* [What to do]: Rewrite every line from the one containing "Teacher note: have the class pick out the blue jeans" through the end of the records. Multiply each coordinate in the answers by 0.5, rounding to whole numbers with halves rounded up, and leave all other lines unchanged.

* [Dataset extract]:

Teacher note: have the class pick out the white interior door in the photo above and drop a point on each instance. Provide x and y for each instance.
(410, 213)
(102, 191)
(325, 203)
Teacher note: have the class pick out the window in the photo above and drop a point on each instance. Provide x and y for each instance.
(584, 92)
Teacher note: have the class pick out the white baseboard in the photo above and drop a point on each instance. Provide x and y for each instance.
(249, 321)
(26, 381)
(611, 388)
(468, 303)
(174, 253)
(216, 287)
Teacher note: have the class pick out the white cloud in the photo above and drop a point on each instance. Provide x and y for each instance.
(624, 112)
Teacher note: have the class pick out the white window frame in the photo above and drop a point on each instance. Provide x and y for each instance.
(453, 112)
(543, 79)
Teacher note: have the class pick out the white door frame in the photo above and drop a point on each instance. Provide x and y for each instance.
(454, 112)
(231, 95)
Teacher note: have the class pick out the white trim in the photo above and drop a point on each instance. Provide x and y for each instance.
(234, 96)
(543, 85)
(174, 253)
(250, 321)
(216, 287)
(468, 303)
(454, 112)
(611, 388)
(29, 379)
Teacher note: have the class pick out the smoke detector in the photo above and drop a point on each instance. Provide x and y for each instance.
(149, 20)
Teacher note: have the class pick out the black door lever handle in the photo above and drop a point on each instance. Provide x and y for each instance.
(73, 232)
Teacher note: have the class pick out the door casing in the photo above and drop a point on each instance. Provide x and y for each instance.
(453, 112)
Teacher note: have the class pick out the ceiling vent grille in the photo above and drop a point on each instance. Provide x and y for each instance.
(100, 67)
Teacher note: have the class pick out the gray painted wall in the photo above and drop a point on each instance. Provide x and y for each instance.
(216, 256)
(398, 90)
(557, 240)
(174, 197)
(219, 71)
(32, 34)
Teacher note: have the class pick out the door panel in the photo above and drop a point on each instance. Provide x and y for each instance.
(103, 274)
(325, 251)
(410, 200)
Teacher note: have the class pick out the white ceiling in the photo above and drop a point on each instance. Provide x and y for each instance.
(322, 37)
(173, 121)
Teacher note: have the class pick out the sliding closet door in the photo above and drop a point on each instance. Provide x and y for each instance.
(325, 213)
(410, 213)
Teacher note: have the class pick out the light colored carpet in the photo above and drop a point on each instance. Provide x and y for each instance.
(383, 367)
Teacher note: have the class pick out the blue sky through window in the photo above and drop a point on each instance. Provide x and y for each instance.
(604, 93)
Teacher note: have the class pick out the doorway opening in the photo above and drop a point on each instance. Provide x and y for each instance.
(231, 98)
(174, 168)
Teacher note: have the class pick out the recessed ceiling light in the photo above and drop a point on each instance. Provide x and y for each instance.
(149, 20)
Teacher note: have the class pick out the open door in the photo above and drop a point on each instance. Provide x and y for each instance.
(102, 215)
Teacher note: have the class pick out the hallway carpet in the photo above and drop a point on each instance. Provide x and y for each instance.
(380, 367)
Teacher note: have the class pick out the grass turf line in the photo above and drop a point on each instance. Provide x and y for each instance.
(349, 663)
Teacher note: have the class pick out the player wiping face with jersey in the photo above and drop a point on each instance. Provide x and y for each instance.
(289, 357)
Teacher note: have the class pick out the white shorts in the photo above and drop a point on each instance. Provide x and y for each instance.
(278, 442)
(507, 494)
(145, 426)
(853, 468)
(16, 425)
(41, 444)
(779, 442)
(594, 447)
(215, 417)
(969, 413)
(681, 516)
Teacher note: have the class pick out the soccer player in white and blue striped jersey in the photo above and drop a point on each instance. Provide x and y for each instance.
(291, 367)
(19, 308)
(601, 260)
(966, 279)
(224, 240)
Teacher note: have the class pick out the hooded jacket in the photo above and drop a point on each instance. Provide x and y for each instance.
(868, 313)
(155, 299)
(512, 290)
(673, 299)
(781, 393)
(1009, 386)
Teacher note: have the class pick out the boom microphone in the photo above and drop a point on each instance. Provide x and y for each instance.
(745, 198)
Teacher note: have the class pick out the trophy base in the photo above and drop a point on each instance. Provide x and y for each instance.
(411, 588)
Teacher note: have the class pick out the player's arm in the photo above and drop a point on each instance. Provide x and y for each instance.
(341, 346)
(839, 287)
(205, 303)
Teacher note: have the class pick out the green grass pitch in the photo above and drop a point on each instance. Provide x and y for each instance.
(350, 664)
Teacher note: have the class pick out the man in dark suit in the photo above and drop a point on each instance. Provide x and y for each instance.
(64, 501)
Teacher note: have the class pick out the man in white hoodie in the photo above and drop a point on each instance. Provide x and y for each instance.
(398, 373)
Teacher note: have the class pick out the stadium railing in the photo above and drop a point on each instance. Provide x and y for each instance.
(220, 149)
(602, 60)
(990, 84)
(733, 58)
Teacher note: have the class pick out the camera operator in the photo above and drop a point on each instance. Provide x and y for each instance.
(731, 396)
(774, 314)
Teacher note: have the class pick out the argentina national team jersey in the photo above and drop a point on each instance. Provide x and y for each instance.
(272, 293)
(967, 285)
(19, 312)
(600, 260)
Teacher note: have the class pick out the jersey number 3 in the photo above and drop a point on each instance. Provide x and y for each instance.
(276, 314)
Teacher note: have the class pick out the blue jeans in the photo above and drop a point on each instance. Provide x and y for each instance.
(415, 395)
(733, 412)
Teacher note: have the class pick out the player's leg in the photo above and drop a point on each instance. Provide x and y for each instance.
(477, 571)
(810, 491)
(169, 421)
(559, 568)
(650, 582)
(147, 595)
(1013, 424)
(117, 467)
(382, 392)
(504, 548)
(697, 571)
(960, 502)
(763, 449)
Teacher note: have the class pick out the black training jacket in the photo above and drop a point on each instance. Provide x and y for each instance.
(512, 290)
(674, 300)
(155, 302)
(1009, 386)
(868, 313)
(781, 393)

* [Answer to the problem]:
Teacher note: have the class pick out the blue jeans in the photo above and drop a point on each instance. Provide x and y for each instance.
(208, 198)
(367, 206)
Teacher note: have the class pick out the player's leg in the photo above and drop a point on each instance. Provide x and y for each instance.
(239, 286)
(405, 246)
(85, 211)
(280, 284)
(325, 291)
(74, 298)
(507, 212)
(59, 234)
(191, 196)
(252, 274)
(349, 286)
(480, 251)
(382, 225)
Teacher note: have the class pick out the black training jacket in the photo above and drop a point on each instance. Provide x and y for each instance.
(256, 145)
(337, 150)
(78, 151)
(505, 193)
(434, 157)
(391, 197)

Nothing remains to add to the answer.